→ **DIRECTIONS**
(1) Using the call for papers, answer the following:
(a) At which university will the conference be held?
(b) Which Woolf work supplies the words "live…live differently"?
(c) What source is credited for the definition of "ecology"?
(2) Revise the part of the call for papers that opens with the words containing "- How might her" and closes with "in Woolf’s writings?", putting "human exceptionalism" in place of "anthropocentrism".

The call for papers is out for the 32nd Annual International Virginia Woolf Conference, with the theme of “Virginia Woolf and Ecologies,” which will be held June 8 – 11, 2023, at Florida Gulf Coast University in Fort Myers, Fla.

“Slime Puppies,” courtesy of
Farah Alkhadra
Ecology (noun): ecol·o·gy | \ i-ˈkä-lə-jēn. plural ecologies
1a: a. The branch of biology that deals with the relationships between living organisms and their environment. Also: the relationships themselves, esp. those of a specified organism
1c: In extended use: the interrelationship between any system and its environment; the product of this
– Oxford English Dictionary, “ecology n.”
Questions to consider
Conference organizers invite participants to consider the following questions — and more — when figuring out a topic for their paper proposal that engages with the conference theme:
- How might Woolf’s writing invite us to think ecologically?
- How might her political, ethical, and aesthetic engagements open ways of perceiving, imagining, creating, and acting that radically revise the assumptions of anthropocentrism—among them, the separate, superior, and intrinsic value of the human.
- What implications might ecological thinking have for archival, queer, and crip projects or inquiries shaped by post/decolonial studies and the medical humanities?
- What is a Woolfian ecology? How might Woolfian ecologies help us map, explore, define, or disrupt concepts of time, place, and scale?
- How does “ecology” help us think through circuits of exchange, consumption, and capital in Woolf’s writings?
- Where might we position Woolf or her writings within larger constellations of literary and/or modernist studies?
- How might a consideration of Woolf and Ecologies together encourage us, as Woolf writes in The Years, to “live…live differently”?
More ideas
Proposals may address ecological concerns in or illuminated by Woolf’s work, but they might alternately explore artistic, social, political, economic, racial, and/or queer ecologies, among others, in or alongside Woolf’s novels, essays, letters, or diaries.

→ **THE DATA**
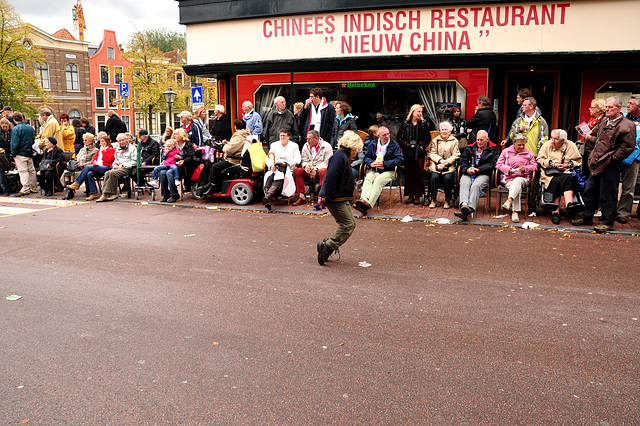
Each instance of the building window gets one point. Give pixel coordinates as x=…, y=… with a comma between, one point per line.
x=101, y=121
x=117, y=75
x=42, y=74
x=100, y=98
x=113, y=98
x=74, y=114
x=71, y=71
x=139, y=121
x=104, y=74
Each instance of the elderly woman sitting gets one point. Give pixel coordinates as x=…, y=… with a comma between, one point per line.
x=558, y=157
x=517, y=164
x=100, y=164
x=47, y=172
x=443, y=155
x=83, y=158
x=282, y=158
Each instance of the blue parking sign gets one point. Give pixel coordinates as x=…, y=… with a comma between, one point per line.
x=124, y=90
x=196, y=95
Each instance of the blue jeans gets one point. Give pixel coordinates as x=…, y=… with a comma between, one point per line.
x=167, y=183
x=89, y=174
x=157, y=170
x=4, y=183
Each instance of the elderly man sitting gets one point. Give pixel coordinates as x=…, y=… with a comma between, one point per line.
x=315, y=159
x=382, y=157
x=126, y=157
x=477, y=164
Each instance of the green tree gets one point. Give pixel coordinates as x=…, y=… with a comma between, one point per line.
x=147, y=74
x=165, y=40
x=17, y=79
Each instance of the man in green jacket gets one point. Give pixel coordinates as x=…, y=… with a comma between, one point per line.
x=22, y=139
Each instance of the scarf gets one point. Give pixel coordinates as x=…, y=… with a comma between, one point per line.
x=316, y=115
x=594, y=120
x=381, y=150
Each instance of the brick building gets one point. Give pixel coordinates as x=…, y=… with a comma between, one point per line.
x=64, y=74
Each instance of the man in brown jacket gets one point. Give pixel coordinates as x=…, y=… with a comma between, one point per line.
x=616, y=139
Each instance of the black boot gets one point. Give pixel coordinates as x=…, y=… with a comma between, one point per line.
x=323, y=251
x=70, y=195
x=202, y=191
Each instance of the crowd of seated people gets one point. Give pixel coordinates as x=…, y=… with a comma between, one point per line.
x=463, y=161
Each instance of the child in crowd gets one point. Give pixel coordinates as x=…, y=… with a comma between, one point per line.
x=170, y=151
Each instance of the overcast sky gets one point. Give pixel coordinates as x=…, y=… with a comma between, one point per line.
x=122, y=16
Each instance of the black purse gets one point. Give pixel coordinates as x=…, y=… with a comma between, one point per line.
x=43, y=165
x=72, y=166
x=552, y=171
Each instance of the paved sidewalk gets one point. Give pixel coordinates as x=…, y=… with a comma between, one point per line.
x=399, y=210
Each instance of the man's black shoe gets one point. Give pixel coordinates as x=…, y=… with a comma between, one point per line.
x=323, y=252
x=582, y=221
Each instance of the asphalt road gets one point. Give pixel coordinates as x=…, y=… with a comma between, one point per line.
x=135, y=314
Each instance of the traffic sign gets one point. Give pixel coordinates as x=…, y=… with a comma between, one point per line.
x=196, y=95
x=124, y=90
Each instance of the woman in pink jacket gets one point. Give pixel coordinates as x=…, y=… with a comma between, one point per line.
x=517, y=165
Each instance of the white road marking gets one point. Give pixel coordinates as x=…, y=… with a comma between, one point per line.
x=15, y=210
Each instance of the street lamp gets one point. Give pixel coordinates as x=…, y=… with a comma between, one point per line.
x=170, y=97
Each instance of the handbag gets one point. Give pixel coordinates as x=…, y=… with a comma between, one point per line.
x=552, y=171
x=258, y=156
x=72, y=166
x=43, y=165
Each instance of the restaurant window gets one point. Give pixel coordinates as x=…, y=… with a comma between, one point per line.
x=623, y=90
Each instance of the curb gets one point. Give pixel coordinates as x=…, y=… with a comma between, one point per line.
x=575, y=229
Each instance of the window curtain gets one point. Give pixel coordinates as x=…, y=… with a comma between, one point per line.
x=433, y=93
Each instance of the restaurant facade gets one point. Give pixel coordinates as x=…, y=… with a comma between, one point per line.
x=383, y=56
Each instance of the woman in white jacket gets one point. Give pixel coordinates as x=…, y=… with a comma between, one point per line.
x=443, y=155
x=281, y=160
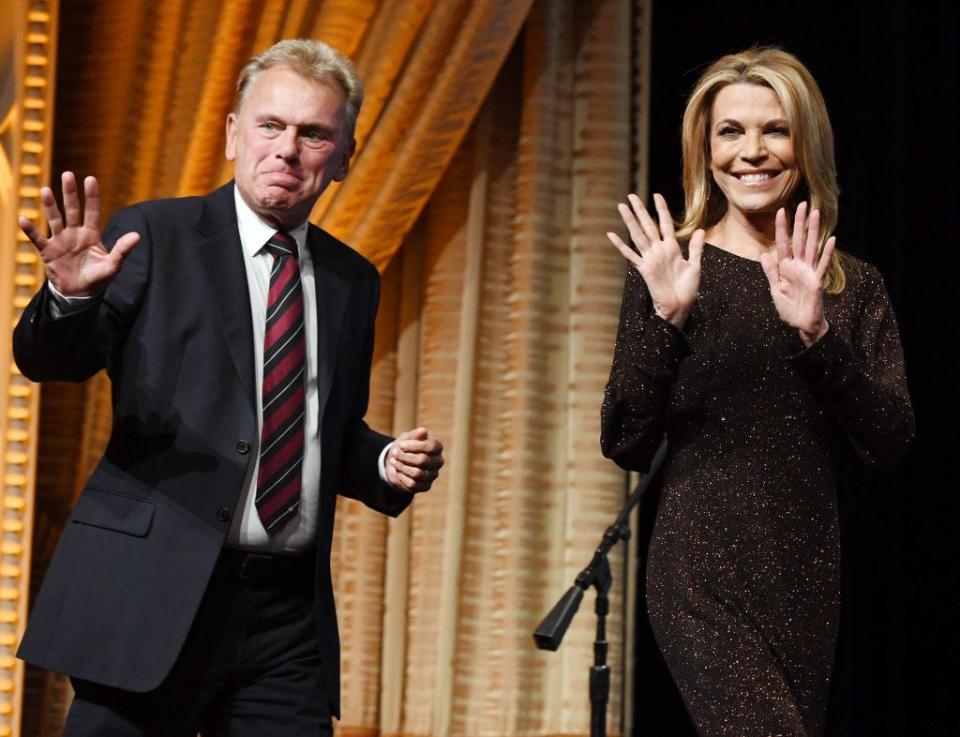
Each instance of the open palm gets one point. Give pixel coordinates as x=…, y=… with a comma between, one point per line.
x=74, y=257
x=671, y=279
x=797, y=272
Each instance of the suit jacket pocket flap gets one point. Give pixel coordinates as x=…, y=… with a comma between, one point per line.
x=111, y=511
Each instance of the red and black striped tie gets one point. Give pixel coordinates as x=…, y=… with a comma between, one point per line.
x=284, y=362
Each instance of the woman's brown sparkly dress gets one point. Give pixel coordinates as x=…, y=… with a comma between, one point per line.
x=743, y=569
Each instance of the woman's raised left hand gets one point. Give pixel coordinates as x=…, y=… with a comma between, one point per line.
x=797, y=272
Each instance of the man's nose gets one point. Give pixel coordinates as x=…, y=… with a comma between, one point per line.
x=288, y=144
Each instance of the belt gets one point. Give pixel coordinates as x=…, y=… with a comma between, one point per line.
x=266, y=569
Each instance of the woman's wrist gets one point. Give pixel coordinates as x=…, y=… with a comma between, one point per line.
x=676, y=317
x=812, y=336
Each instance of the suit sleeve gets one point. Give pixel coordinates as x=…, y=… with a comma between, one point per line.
x=362, y=446
x=75, y=346
x=646, y=361
x=862, y=378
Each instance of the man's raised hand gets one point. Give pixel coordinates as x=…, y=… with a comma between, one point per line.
x=74, y=257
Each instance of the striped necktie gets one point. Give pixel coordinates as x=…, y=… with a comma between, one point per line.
x=284, y=363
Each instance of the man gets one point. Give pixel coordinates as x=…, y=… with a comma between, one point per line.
x=191, y=588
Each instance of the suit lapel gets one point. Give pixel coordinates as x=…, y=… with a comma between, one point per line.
x=332, y=297
x=221, y=256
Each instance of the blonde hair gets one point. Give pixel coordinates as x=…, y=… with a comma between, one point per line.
x=312, y=60
x=810, y=131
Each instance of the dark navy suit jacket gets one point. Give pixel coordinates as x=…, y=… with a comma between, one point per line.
x=173, y=330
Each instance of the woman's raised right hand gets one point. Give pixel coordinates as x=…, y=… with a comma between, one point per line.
x=671, y=279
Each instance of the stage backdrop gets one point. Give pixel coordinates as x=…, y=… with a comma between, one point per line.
x=495, y=139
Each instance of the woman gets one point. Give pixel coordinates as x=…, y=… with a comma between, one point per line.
x=762, y=354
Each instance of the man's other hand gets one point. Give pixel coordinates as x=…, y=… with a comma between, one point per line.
x=414, y=460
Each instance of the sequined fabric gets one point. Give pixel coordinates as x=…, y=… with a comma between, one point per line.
x=743, y=569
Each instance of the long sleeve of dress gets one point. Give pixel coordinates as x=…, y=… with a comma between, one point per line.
x=646, y=360
x=859, y=373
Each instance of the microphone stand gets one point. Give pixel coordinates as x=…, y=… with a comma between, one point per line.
x=549, y=634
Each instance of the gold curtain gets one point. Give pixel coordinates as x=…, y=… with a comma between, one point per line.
x=494, y=140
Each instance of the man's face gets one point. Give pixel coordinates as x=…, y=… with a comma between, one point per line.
x=288, y=143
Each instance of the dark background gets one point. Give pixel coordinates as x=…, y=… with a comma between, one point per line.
x=889, y=73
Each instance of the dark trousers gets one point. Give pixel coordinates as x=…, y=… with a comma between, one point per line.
x=250, y=666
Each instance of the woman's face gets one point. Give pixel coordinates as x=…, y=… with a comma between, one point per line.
x=751, y=149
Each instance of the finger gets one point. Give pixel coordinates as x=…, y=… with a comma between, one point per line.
x=420, y=460
x=412, y=445
x=780, y=235
x=416, y=473
x=798, y=230
x=71, y=199
x=91, y=197
x=813, y=237
x=50, y=211
x=30, y=230
x=646, y=222
x=633, y=226
x=625, y=250
x=409, y=484
x=663, y=215
x=826, y=257
x=696, y=247
x=771, y=268
x=418, y=433
x=122, y=247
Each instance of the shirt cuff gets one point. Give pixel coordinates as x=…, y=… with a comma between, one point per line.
x=61, y=305
x=382, y=463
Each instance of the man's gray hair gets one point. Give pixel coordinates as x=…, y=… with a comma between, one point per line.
x=312, y=60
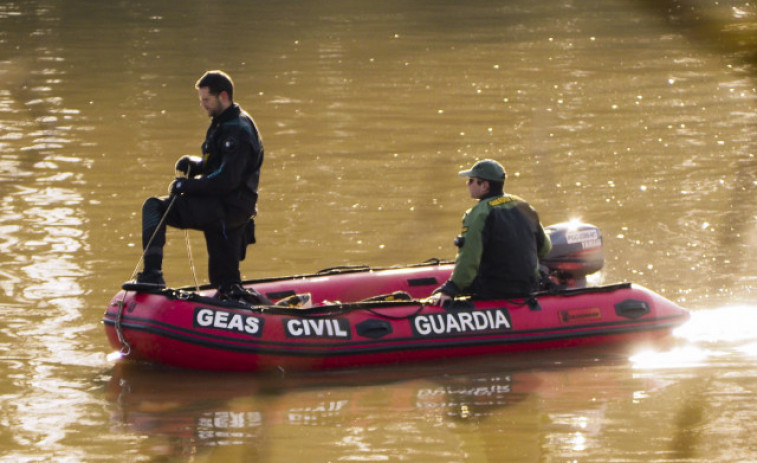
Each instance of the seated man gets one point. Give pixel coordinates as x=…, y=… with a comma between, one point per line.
x=500, y=244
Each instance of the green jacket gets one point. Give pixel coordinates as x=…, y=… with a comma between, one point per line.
x=499, y=249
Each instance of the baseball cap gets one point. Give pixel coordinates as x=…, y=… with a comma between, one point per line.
x=486, y=169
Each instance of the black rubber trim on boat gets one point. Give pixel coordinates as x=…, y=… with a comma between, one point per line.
x=373, y=328
x=632, y=309
x=423, y=281
x=143, y=287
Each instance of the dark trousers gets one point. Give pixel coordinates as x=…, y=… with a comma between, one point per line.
x=223, y=233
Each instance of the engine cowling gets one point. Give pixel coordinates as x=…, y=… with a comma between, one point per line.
x=576, y=252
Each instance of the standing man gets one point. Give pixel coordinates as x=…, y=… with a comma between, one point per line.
x=218, y=195
x=501, y=242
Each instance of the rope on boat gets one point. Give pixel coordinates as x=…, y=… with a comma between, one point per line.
x=191, y=260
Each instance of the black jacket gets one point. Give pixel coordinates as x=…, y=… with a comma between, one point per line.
x=232, y=155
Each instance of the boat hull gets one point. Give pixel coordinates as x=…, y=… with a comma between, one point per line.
x=187, y=330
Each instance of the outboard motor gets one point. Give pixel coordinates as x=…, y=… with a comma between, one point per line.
x=576, y=252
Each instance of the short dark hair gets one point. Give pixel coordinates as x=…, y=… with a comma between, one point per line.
x=217, y=82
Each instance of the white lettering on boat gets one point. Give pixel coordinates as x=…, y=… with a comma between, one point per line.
x=461, y=322
x=317, y=328
x=209, y=318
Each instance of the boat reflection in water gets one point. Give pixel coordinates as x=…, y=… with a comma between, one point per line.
x=193, y=410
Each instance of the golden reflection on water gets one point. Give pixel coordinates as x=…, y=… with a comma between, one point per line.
x=627, y=114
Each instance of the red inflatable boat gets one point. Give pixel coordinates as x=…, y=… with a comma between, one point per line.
x=364, y=316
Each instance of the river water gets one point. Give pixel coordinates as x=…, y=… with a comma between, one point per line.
x=635, y=116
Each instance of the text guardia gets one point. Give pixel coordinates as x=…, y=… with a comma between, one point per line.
x=461, y=322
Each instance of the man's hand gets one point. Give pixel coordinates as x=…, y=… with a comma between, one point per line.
x=439, y=299
x=185, y=164
x=176, y=187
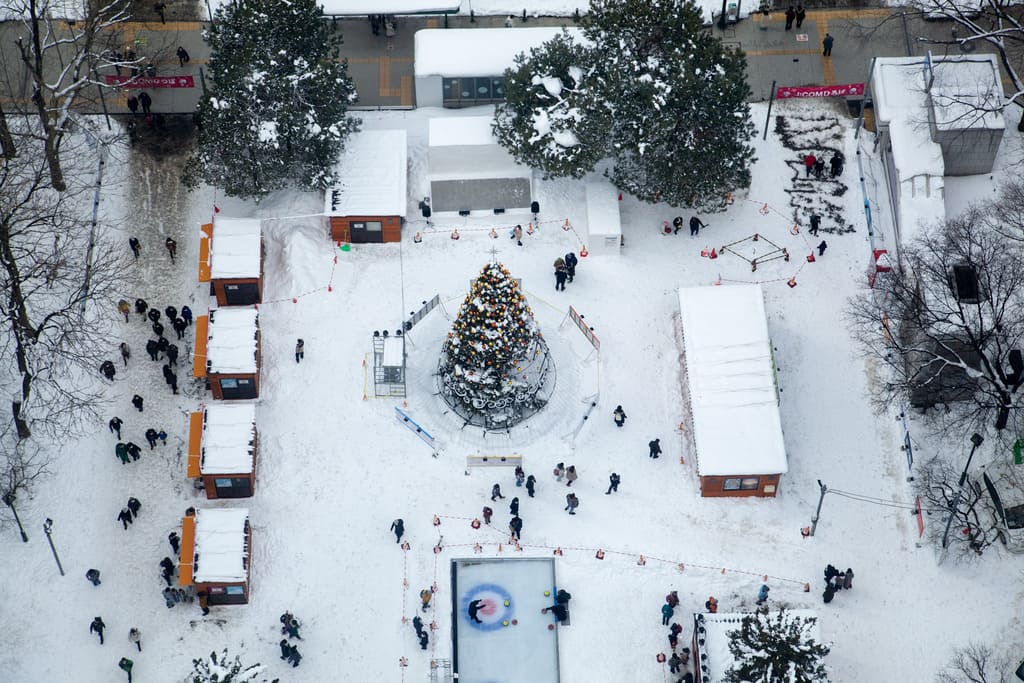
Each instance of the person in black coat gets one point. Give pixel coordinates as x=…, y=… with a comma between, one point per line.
x=179, y=327
x=107, y=368
x=570, y=263
x=516, y=527
x=97, y=627
x=133, y=450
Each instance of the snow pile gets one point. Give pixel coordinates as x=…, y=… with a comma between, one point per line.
x=221, y=549
x=232, y=341
x=731, y=377
x=237, y=249
x=228, y=438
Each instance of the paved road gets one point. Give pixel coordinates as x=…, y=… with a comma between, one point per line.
x=383, y=69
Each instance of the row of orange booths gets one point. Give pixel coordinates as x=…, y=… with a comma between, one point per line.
x=216, y=543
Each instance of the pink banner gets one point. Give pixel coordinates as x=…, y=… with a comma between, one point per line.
x=153, y=81
x=820, y=91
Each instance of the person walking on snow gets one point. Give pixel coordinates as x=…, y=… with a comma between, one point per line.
x=560, y=274
x=136, y=637
x=571, y=503
x=570, y=263
x=695, y=226
x=97, y=627
x=619, y=416
x=515, y=529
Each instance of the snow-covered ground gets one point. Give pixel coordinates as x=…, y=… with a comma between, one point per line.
x=335, y=467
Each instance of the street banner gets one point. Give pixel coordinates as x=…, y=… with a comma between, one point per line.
x=844, y=90
x=143, y=82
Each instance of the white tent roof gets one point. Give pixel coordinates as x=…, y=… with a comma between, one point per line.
x=736, y=425
x=456, y=52
x=228, y=435
x=602, y=209
x=220, y=545
x=373, y=176
x=237, y=248
x=231, y=344
x=718, y=627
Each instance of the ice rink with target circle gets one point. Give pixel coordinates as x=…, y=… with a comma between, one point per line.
x=511, y=640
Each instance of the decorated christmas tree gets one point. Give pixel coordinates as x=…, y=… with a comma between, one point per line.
x=495, y=369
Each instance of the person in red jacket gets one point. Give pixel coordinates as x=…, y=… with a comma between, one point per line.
x=809, y=161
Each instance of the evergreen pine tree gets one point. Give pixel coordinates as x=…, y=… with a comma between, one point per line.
x=274, y=114
x=551, y=120
x=775, y=649
x=220, y=669
x=495, y=363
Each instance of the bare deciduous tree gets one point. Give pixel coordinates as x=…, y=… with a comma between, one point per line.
x=948, y=325
x=975, y=663
x=974, y=525
x=54, y=299
x=61, y=57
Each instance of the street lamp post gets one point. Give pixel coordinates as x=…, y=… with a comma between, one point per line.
x=976, y=440
x=48, y=529
x=8, y=500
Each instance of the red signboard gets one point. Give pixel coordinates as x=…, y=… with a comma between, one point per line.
x=153, y=81
x=820, y=91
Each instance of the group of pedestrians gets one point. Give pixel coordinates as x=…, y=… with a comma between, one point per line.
x=837, y=581
x=565, y=270
x=290, y=629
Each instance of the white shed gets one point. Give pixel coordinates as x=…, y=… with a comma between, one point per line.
x=466, y=67
x=730, y=381
x=469, y=171
x=604, y=227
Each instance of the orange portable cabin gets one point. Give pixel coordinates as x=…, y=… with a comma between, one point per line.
x=227, y=352
x=231, y=260
x=730, y=387
x=222, y=443
x=369, y=202
x=216, y=547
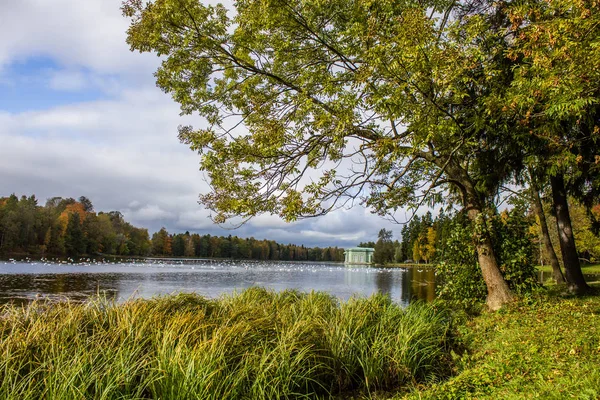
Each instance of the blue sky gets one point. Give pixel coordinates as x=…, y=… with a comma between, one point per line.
x=80, y=115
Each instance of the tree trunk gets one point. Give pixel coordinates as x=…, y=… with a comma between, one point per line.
x=498, y=291
x=575, y=279
x=539, y=211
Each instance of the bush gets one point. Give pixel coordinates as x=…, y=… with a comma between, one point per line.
x=459, y=275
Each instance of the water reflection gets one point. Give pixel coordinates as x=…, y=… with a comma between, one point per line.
x=22, y=282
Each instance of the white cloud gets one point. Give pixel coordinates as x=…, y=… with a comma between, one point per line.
x=68, y=80
x=149, y=213
x=121, y=152
x=88, y=33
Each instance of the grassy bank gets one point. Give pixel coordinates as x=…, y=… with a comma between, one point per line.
x=254, y=345
x=586, y=268
x=546, y=346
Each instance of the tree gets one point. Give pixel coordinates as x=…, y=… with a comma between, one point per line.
x=318, y=83
x=75, y=244
x=87, y=204
x=555, y=94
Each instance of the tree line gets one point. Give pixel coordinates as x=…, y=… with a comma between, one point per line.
x=389, y=104
x=428, y=239
x=69, y=227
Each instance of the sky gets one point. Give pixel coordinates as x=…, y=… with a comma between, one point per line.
x=80, y=115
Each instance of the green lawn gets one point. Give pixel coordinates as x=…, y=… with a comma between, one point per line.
x=587, y=268
x=546, y=346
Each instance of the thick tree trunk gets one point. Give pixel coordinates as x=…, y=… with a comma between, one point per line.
x=575, y=279
x=539, y=211
x=498, y=291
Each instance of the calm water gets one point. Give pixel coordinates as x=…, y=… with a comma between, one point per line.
x=21, y=282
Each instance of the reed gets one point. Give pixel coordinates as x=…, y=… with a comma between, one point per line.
x=257, y=344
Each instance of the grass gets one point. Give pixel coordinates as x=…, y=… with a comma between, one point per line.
x=253, y=345
x=545, y=346
x=586, y=268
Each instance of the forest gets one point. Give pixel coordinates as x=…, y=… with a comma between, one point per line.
x=428, y=240
x=69, y=227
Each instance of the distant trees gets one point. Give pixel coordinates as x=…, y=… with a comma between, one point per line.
x=384, y=248
x=64, y=226
x=67, y=227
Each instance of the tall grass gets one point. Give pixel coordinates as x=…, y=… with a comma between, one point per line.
x=256, y=344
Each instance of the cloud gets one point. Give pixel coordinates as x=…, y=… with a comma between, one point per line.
x=149, y=213
x=118, y=147
x=87, y=33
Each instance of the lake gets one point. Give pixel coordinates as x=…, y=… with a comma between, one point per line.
x=21, y=282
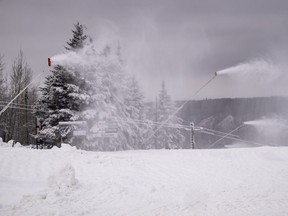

→ **OUTPUTS FOR THE TASKS**
(1)
(a) Florida Gulf Coast University, in Fort Myers, Fla.
(b) The Years
(c) The Oxford English Dictionary

(2)
- How might her political, ethical, and aesthetic engagements open ways of perceiving, imagining, creating, and acting that radically revise the assumptions of human exceptionalism—among them, the separate, superior, and intrinsic value of the human.
- What implications might ecological thinking have for archival, queer, and crip projects or inquiries shaped by post/decolonial studies and the medical humanities?
- What is a Woolfian ecology? How might Woolfian ecologies help us map, explore, define, or disrupt concepts of time, place, and scale?
- How does “ecology” help us think through circuits of exchange, consumption, and capital in Woolf’s writings?